Pier Paolo Pasolini, la Calabria e il ponte di Ariola

Quello tra Pier Paolo Pasolini e la Calabria fu un rapporto vivo, tra diatribe verbali, “banditi” e struzzi. Indimenticato anche il sostegno che il Poeta della poesia inconsumabile diede per la costruzione di un ponte ad Ariola di Gerocarne.

“Io produco una merce che è in realtà inconsumabile. […] Morirò io, morirà il mio editore, moriremo tutti noi, morirà tutta la nostra società, morirà il capitalismo, ma la poesia resterà inconsumata.”

La poesia, bene prezioso che non si consuma, che non svanisce, che resta sempre attuale e che, in taluni casi, può salvare. Financo – o anche soltanto – una piccola comunità di persone.

Sud più profondo, impenetrabile entroterra Vibonese. Circa 400 metri sul livello del mare, quel Tirreno del quale da quassù non si indovina neppure l’ombra azzurrognola. Percorrendo una strada provinciale che in alcuni punti ricorda la rugosità della carta abrasiva si raggiunge una piccola frazione dell’altrettanto piccolo comune di Gerocarne, poco più di 20 chilometri a sudest del capoluogo di provincia.

La frazioncina si chiama Ariola, punteggiata – una qua, una là – da sparute case anonime e cinta da un fitto bosco di latifoglie, faggi e lecci. Niente di speciale considerato che ci troviamo nel Parco naturale regionale delle Serre, fino a quando non ci si approssima, alla fine dell’abitato, a superare un ponte in cemento armato localmente noto come ponte di Ballaro. Ecco, si tratterebbe di un ponte anch’esso anonimo, come tanti, se questo tratto di poche decine di metri non nascondesse sotto la pancia una costruzione che ha segnato le sorti e l’esistenza medesima di Ariola e di tutti i suoi abitanti.

Ariola, un paese sopravvissuto grazie a Pasolini

Seppellito dal fango e dai rovi che si accumulano sotto il ponte e lungo le sponde del torrente Petriano – del quale, nei fatti, si percepisce soltanto il flebile mormorio –, si trovano i resti di un vecchio ponticello. Vecchio sì, ma dal grande valore storico. Quelli celati nel gomitolo di sterpi e melma, infatti, sono i resti del ponte che negli anni sessanta del secolo scorso fu costruito grazie al contributo che il poeta Pier Paolo Pasolini (1922-1975) donò al popolo di Ariola; un’opera essenziale e tanto agognata, seppur provvisoria, che permettesse di strappare dallo storico isolamento la poverissima frazione di contadini, vasai e carbonai, che vivevano radicati a un secolo obliato, senza fognature, quasi senza elettricità e, soprattutto, senza una strada degna di questo nome che potesse collegare la contrada al paese più vicino, Arena, alla civiltà, al XX secolo.

COSA RICHIEDE:
Trascrivi fedelmente il passo del testo su Pasolini e il ponte di Ariola che va da "Sud più profondo, impenetrabile" a "capoluogo di provincia.". Il materiale riportato di seguito è distinto dal testo su Pasolini e il ponte di Ariola.

SEZIONE DEL DATASET:
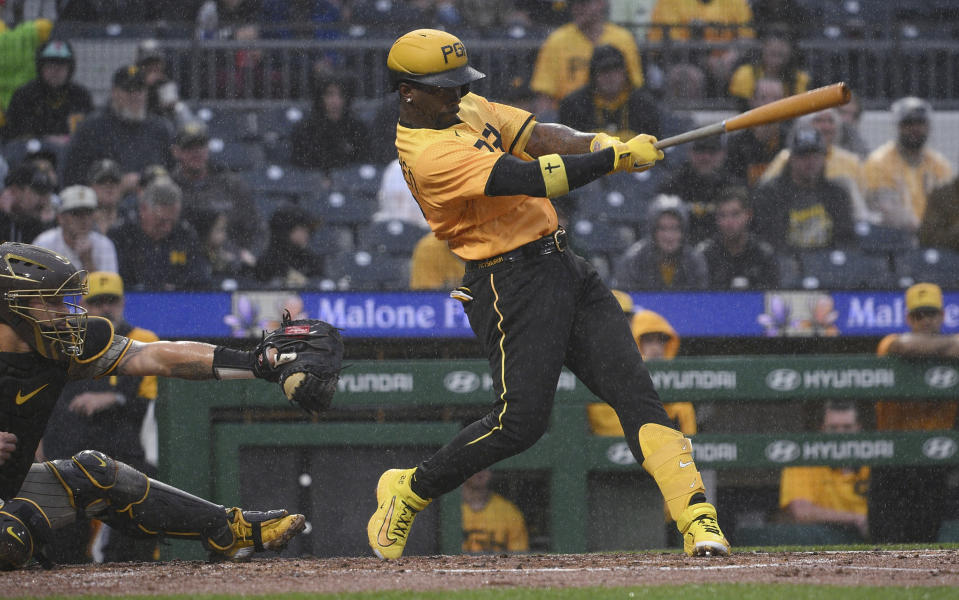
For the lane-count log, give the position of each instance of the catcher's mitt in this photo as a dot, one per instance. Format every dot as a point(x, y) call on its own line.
point(308, 361)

RISPOSTA:
Sud più profondo, impenetrabile entroterra Vibonese. Circa 400 metri sul livello del mare, quel Tirreno del quale da quassù non si indovina neppure l’ombra azzurrognola. Percorrendo una strada provinciale che in alcuni punti ricorda la rugosità della carta abrasiva si raggiunge una piccola frazione dell’altrettanto piccolo comune di Gerocarne, poco più di 20 chilometri a sudest del capoluogo di provincia.